[Saved entries]:
--- START ---
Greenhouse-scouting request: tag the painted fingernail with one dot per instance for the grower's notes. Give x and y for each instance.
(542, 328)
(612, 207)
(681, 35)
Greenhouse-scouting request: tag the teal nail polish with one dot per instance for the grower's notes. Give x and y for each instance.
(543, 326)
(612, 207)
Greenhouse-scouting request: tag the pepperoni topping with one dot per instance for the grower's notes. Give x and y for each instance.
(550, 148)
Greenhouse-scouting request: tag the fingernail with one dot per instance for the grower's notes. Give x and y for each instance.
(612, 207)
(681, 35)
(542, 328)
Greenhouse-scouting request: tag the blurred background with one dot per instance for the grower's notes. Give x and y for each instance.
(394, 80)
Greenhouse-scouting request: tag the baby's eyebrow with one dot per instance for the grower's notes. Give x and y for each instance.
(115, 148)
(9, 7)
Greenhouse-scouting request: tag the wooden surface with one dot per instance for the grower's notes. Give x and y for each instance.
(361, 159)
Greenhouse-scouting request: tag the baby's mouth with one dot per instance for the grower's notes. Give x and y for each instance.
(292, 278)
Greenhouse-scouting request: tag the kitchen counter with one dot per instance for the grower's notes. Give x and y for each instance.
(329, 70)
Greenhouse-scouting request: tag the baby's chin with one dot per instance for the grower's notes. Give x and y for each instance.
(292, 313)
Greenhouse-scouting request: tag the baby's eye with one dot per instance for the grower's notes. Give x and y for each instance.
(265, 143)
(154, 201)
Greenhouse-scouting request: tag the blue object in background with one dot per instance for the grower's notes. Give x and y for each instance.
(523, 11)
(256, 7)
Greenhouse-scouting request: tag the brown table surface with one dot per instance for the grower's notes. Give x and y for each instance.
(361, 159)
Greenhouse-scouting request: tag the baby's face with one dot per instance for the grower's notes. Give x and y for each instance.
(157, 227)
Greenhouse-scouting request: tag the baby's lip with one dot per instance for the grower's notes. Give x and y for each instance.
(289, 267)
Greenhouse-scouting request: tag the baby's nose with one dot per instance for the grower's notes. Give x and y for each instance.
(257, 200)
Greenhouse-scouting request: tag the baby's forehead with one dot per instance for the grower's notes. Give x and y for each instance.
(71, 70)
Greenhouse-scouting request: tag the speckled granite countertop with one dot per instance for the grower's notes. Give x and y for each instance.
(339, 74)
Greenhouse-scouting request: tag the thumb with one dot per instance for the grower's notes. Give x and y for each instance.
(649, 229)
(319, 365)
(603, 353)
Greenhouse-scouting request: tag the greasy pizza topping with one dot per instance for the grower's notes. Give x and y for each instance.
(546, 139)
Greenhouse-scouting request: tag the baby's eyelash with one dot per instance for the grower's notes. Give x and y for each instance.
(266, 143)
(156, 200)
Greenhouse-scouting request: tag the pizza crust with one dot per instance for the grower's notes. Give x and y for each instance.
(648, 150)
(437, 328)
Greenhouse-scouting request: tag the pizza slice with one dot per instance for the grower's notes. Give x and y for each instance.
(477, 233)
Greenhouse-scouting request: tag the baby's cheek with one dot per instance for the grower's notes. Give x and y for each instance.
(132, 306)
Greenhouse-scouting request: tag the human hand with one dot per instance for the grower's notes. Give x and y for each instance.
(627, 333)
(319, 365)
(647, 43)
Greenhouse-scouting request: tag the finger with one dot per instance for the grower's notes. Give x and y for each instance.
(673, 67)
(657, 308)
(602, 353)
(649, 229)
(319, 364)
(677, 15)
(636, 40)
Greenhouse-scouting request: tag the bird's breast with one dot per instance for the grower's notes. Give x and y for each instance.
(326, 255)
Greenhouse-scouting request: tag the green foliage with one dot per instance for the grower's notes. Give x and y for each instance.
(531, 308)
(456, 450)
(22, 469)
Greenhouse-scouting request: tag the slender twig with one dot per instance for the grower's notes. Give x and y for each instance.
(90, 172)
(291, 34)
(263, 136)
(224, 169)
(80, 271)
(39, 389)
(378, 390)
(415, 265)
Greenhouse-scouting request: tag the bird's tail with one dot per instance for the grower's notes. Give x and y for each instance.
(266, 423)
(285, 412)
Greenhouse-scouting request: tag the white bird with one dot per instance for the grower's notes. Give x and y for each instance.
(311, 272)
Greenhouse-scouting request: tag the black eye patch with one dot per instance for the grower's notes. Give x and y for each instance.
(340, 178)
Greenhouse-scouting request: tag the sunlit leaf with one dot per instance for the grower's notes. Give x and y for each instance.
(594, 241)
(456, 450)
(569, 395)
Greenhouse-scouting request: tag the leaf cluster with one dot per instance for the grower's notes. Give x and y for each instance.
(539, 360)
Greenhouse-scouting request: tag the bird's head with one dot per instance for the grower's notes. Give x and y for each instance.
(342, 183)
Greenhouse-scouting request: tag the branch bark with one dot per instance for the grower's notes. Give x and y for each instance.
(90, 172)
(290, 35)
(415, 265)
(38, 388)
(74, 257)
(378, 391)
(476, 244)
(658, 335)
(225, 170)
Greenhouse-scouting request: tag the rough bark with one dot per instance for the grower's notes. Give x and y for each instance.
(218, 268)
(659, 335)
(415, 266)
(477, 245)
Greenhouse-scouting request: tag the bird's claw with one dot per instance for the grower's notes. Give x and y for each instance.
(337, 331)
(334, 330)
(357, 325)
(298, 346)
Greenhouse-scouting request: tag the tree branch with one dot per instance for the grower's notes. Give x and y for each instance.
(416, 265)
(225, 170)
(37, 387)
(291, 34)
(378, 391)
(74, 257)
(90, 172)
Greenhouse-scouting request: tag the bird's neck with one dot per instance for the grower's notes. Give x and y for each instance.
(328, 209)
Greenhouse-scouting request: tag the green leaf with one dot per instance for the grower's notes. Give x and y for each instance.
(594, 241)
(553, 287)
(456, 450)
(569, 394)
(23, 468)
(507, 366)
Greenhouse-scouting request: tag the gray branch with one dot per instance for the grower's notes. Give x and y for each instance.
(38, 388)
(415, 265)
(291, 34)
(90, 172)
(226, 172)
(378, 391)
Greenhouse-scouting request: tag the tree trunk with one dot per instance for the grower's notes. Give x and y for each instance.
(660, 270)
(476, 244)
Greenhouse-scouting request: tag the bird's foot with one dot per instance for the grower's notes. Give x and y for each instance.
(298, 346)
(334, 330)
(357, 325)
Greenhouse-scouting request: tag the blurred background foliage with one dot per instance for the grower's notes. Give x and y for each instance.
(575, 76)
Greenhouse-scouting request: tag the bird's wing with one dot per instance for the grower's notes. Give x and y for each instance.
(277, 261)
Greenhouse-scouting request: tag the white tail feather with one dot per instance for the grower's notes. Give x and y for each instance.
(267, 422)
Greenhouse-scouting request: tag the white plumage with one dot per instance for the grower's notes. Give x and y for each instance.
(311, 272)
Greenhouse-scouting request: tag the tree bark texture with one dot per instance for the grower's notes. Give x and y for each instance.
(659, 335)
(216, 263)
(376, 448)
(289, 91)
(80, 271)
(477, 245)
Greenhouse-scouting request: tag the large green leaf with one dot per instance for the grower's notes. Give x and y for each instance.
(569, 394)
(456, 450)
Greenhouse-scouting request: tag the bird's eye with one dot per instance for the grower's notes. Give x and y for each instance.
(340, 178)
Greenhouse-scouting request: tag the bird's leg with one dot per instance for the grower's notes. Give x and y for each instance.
--- END ---
[GOAL]: Reproduce the material above, every line of it, exactly.

[FINISHED TASK]:
Greenhouse-scouting request: tag the painted fingernail with one dot per instance for the grower's notes. Give x and y for each instance.
(542, 328)
(612, 207)
(681, 35)
Greenhouse-scouting request: tag the teal nail polish with one dot per instance for the grower's notes. Give x and y for each instance.
(543, 326)
(612, 207)
Greenhouse-scouting request: tag the pepperoni topping with one dot per instance for the grower's notes. Give x and y for each instance.
(550, 148)
Greenhouse-scouting request: tag the fingernail with one dot per instance for the grower's notes. Give x and y for each instance.
(612, 207)
(681, 35)
(542, 328)
Greenhouse-scouting request: tag the blurred background with one dot per instance for the grower's notes. Give x and y for each instance.
(394, 80)
Greenhouse-scouting request: tag the baby's eyebrow with one dot per instance for the grower's notes. Give x and y for each instance.
(115, 148)
(9, 7)
Greenhouse-scouting request: tag the wooden surface with one dot per instance for the grower's notes. Give x and y for each instance.
(361, 159)
Greenhouse-scouting request: tag the baby's mouth with one dot per instance for the grower's notes. Give x and y for each instance.
(292, 278)
Greenhouse-scouting request: tag the kitchen counter with one dot per instance for the grower's notes. Give x and y for each instance.
(329, 70)
Greenhouse-scouting request: tag the baby's chin with one dot per instance for the grower's notes. Give x and y for each instance.
(292, 313)
Greenhouse-scouting request: tag the baby's eye with one dot per instance for the grower's notes. Give x and y for each instance.
(265, 143)
(154, 201)
Greenhouse-scouting request: tag the blue object in background with one dot per instance for the grower's notes. Give x and y for each instance.
(523, 11)
(256, 7)
Greenhouse-scouting request: tag the brown table surface with one dot per instance for the grower's notes. Give x and y for each instance.
(361, 159)
Greenhouse-scouting request: tag the baby's face with one dot per instance for the grower's notes. Give x and y for each instance.
(157, 227)
Greenhouse-scouting request: tag the baby's lip with one dot per instance for the grower's notes. Give x and y for each instance.
(289, 267)
Greenhouse-scouting request: tag the baby's nose with one dot per instance for the grower's notes. Give x and y for each instance.
(257, 200)
Greenhouse-scouting request: tag the baby's forehead with one dot per instance for the grower's notes. Give x and y for each instance.
(71, 70)
Greenhouse-scouting request: tag the speckled granite countertop with one dot per instance for the grower's notes. Give x and y for each instance.
(339, 74)
Greenhouse-scouting request: tag the thumb with one dot per instance for the grower's notes. Give x and y for each instance.
(649, 229)
(319, 365)
(603, 353)
Greenhouse-scouting request: tag the greasy pizza topping with one dot per instance for the grower's notes. Give x and y for each instance.
(546, 139)
Greenhouse-scouting request: tag the baby's eyelash with one dot per instance for the grower's notes. Give x and y for each instance.
(266, 143)
(156, 200)
Greenhouse-scouting request: tag the pizza crust with one dot per instance for the grower's notes. Give x and y for each instance.
(648, 150)
(437, 328)
Greenhouse-scouting request: tag the pizza slice with one dot per instance for the grower's notes. Give x and y for each instance.
(477, 233)
Greenhouse-scouting request: tag the baby's cheek with one dot per instance for the grower's notes. Give x and y for each instance.
(132, 306)
Greenhouse-scouting request: tag the human hand with one dot per instance for the grower's notes. Give x and y for each instance.
(627, 333)
(319, 365)
(647, 43)
Greenhouse-scouting request: tag the finger with one dot per instance for the grower's notes. Give x and y for each instance.
(673, 67)
(657, 308)
(602, 353)
(649, 229)
(319, 364)
(677, 15)
(636, 40)
Greenhouse-scouting request: tag the bird's breast with one dot per instance for the grower's notes. Give x and y for each instance.
(326, 255)
Greenhouse-scouting request: tag the green foliage with one dot per instance for the grower's notes. Give x and y for each instance.
(531, 308)
(456, 450)
(22, 469)
Greenhouse-scouting request: tag the slender twig with one dot per instance for the grower's notes. Give x and y for each instance.
(90, 172)
(291, 34)
(263, 136)
(224, 169)
(80, 271)
(39, 389)
(378, 390)
(415, 265)
Greenhouse-scouting request: tag the bird's tail with one dot per instance for the grower's notes. Give x and y for each instance.
(266, 423)
(285, 412)
Greenhouse-scouting request: tag the white bird with one dot per instance for the grower's notes. Give x and y for each instance.
(311, 272)
Greenhouse-scouting request: tag the black eye patch with one dot per instance for the grower's notes. Give x and y for each instance.
(340, 178)
Greenhouse-scouting request: tag the sunlit leaf with one dot per instance for the grower's notes. Give x and y for each instance.
(594, 241)
(456, 450)
(569, 395)
Greenhouse-scouting request: tag the leaf cluster with one dot per instance for the grower's notes. Give x and y for each instance.
(539, 360)
Greenhouse-scouting request: tag the bird's head with one dot per instance for the grower's notes. Give x and y for each instance.
(342, 183)
Greenhouse-scouting request: tag the branch bark with one dot per instance for the grower's notes. Give x and y for each instance.
(90, 172)
(290, 35)
(415, 265)
(38, 388)
(74, 257)
(378, 391)
(476, 244)
(658, 335)
(225, 170)
Greenhouse-scouting request: tag the rough bark with one dot per instance for the grower's notes. Give x and y for each instance.
(218, 268)
(659, 335)
(415, 266)
(477, 245)
Greenhouse-scouting request: tag the bird's claw with one dot per instance for the grower's notes. Give x and y for each instance.
(337, 331)
(334, 330)
(357, 325)
(298, 346)
Greenhouse-scouting request: tag the tree branch with one dot per instance for the grower's notes. Give x and y for each instance.
(416, 265)
(225, 170)
(37, 387)
(291, 34)
(378, 391)
(74, 257)
(90, 172)
Greenhouse-scouting request: tag the bird's neck with one dot per instance for the grower's notes. Give x and y for each instance.
(328, 209)
Greenhouse-scouting request: tag the green leaf with one dot per instance for the grower's notes. Give x and y for each instance.
(594, 241)
(553, 287)
(456, 450)
(569, 394)
(23, 468)
(507, 366)
Greenhouse-scouting request: tag the gray branch with one dot per instance for the grower's notes. Give x and y for each instance.
(38, 388)
(415, 265)
(291, 34)
(90, 172)
(226, 172)
(378, 391)
Greenhouse-scouting request: tag the tree trunk with one dot per instance for the grower's notes. Give x and y for each instance.
(660, 270)
(476, 244)
Greenhouse-scouting request: tag the bird's foot with one dot per instance for the grower's notes. Give x and y for each instance.
(298, 346)
(334, 330)
(357, 325)
Greenhouse-scouting request: tag the blurred background foliage with one dot per instance for the grower's notes. Give x and y for each instance.
(575, 76)
Greenhouse-scouting request: tag the bird's wing with one dot per instance for the grower's notes. Give x and y for each instance.
(277, 261)
Greenhouse-scouting request: tag the white tail feather with one dot per instance for the grower's notes. Give x and y for each instance.
(267, 422)
Greenhouse-scouting request: tag the white plumage with one dot per instance for the grower's notes. Give x and y for each instance.
(311, 272)
Greenhouse-scouting request: tag the tree bark texture with one dot per instance for the grower's notes. Give x and y for each instance.
(659, 335)
(216, 263)
(376, 448)
(289, 91)
(80, 271)
(477, 245)
Greenhouse-scouting request: tag the large green leaf with one dot per instance for the grower's notes. Give x and y for each instance.
(569, 394)
(456, 450)
Greenhouse-scouting request: tag the bird's eye with one dot per instance for the grower's notes. Give x and y for each instance.
(340, 178)
Greenhouse-scouting request: tag the bird's leg with one dot per instance for the grower's notes. Give x and y for each instance.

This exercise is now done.